== Prompt ==
Look for the string "wall" in the material below. Copy every line where you find it.

== Input data ==
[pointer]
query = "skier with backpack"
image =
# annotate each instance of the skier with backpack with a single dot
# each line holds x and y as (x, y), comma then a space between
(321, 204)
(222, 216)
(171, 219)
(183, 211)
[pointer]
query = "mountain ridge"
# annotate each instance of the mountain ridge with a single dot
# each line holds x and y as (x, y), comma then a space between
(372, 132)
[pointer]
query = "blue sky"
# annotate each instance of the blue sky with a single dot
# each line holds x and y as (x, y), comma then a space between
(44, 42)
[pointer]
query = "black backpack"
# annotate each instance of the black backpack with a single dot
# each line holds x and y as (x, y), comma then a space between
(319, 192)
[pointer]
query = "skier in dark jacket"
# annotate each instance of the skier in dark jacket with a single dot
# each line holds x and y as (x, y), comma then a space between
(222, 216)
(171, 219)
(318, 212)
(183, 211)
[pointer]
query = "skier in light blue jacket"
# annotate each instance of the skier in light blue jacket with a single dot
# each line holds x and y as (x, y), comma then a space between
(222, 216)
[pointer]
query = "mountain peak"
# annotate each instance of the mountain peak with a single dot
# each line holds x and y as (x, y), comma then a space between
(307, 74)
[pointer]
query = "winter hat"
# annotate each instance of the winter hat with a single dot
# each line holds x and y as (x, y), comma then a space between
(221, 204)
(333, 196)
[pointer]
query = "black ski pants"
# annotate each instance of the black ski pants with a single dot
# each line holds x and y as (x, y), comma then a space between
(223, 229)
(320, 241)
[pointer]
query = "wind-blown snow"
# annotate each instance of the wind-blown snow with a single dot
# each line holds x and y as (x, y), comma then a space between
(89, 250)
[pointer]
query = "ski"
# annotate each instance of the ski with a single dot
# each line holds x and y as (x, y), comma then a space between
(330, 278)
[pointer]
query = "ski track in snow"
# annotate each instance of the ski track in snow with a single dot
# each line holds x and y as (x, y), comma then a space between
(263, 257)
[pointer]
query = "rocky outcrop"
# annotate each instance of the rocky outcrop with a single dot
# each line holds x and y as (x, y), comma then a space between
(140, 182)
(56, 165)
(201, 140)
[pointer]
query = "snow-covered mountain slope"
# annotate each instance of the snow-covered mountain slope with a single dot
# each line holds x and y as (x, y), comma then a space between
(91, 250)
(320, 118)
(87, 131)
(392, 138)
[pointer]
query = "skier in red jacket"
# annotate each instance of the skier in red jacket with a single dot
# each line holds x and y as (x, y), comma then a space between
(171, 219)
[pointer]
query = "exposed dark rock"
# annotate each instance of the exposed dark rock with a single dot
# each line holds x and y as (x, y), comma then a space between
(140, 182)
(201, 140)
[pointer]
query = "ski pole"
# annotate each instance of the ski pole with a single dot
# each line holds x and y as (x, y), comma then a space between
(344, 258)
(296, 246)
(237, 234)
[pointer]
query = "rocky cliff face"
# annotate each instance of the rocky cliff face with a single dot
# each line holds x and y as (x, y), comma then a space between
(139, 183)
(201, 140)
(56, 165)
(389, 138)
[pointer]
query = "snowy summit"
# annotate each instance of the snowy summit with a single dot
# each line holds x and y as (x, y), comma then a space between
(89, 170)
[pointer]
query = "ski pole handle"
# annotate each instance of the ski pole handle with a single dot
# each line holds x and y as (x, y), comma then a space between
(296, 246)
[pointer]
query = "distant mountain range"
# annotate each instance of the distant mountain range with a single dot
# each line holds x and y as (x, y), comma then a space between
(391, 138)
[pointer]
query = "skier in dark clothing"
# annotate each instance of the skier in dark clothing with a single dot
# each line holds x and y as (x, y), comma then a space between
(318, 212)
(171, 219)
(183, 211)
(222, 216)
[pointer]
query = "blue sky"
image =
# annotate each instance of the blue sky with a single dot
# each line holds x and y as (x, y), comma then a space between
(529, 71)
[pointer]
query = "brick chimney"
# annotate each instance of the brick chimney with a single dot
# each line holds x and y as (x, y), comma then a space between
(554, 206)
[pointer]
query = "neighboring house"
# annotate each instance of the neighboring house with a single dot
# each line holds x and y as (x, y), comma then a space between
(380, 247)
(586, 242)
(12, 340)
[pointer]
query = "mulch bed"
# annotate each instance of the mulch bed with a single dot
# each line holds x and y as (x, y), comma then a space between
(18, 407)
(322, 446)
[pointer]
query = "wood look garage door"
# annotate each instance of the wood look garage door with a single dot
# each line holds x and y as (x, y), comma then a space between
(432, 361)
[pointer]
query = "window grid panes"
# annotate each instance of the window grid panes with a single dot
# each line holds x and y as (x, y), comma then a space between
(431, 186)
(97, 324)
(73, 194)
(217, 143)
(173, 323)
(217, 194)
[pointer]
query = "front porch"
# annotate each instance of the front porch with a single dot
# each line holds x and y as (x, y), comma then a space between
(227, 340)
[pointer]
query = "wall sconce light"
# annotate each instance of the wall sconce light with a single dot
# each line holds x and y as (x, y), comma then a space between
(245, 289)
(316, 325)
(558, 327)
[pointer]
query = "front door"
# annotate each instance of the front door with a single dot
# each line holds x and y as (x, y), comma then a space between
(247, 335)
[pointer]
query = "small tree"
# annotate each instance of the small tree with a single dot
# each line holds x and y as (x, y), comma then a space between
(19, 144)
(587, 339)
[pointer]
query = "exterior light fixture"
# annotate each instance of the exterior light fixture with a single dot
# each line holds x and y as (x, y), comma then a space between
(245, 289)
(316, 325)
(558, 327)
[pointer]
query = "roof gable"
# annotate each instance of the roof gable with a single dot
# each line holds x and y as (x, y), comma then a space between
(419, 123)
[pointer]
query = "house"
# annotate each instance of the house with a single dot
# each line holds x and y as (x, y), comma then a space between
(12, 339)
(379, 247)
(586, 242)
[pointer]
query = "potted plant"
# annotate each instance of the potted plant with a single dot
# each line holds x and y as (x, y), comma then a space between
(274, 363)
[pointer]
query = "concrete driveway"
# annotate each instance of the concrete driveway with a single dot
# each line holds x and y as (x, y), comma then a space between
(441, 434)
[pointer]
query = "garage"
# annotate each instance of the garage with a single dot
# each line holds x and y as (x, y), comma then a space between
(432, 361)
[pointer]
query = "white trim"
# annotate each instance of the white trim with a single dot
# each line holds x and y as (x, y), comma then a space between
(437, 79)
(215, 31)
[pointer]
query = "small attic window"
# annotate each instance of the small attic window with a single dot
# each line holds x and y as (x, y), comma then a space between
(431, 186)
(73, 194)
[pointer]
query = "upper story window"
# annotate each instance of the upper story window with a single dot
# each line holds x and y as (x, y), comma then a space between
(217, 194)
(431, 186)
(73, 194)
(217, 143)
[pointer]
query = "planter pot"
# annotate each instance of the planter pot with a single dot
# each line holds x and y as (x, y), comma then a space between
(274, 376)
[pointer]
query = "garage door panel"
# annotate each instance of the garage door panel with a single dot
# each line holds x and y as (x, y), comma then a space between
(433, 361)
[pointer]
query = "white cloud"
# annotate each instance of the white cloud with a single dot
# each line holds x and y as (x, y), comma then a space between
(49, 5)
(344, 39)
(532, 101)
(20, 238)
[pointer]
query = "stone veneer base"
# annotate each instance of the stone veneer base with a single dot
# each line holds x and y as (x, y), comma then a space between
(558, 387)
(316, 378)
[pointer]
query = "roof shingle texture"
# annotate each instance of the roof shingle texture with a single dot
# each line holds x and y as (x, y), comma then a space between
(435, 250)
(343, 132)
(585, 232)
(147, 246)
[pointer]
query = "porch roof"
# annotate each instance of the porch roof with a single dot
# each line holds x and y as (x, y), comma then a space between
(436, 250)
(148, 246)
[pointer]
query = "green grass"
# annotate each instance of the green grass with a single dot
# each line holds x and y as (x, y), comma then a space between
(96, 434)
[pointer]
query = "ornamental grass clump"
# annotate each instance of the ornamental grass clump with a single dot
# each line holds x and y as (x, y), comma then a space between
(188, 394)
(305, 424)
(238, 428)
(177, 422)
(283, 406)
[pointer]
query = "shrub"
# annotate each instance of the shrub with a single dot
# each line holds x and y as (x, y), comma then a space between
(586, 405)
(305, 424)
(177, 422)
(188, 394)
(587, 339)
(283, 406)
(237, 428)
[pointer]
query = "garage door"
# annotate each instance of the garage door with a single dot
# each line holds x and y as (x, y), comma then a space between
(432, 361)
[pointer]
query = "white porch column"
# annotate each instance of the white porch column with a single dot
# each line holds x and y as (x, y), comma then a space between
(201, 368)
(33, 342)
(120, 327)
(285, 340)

== Response ==
query = "wall sconce light"
# annotate each instance of the wall sconce light with a single dot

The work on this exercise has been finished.